### Page extract:
+---+

You're being sloppy again, mon seignior. Is the Enron scandal "bold and dramatic" or is it "commonplace"? Or is it "bold and dramatic" to hopeful leftists and "commonplace" to everyone else - including pessimistic, unshockable leftists? Or possibly it's "bold and dramatic" *and* "commonplace"? Is that what you're getting at?
The Enron scandel is illustrative. First off, it was the 7th largest company in the most powerful country on the planet in history and second, it was *the* poster-child for financial deregulation and hence a buttress to everyone's favorite intellectual contagion, neo-liberalism.
<sarcasm>Of course, all of us battle-hardened, experienced lefties know that there's nothing new under the sun and that the battles over governmental regulation and campaign finance reform are merely sideshows. </sarcasm>
I guess we can put Carrol down on the "nothing will come of this" side of the ledger. I'll be courageous and argue that we'll have to wait and see what the Democrats do with this gift horse. Perhaps this scandal will help the Dems take the House this year and then Shrub will keep the White House in 2004?

+---+

### Instruction:
Print everything in the Enron discussion from "You're being sloppy" down to "you're getting at?", without changing a word.

### Information shown:

+---+

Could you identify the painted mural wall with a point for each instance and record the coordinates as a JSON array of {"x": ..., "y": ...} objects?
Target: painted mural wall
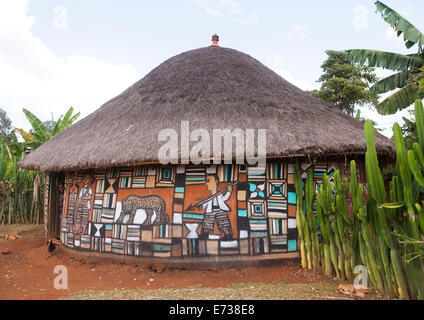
[{"x": 184, "y": 211}]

+---+

### Answer to this exercise:
You're being sloppy again, mon seignior. Is the Enron scandal "bold and dramatic" or is it "commonplace"? Or is it "bold and dramatic" to hopeful leftists and "commonplace" to everyone else - including pessimistic, unshockable leftists? Or possibly it's "bold and dramatic" *and* "commonplace"? Is that what you're getting at?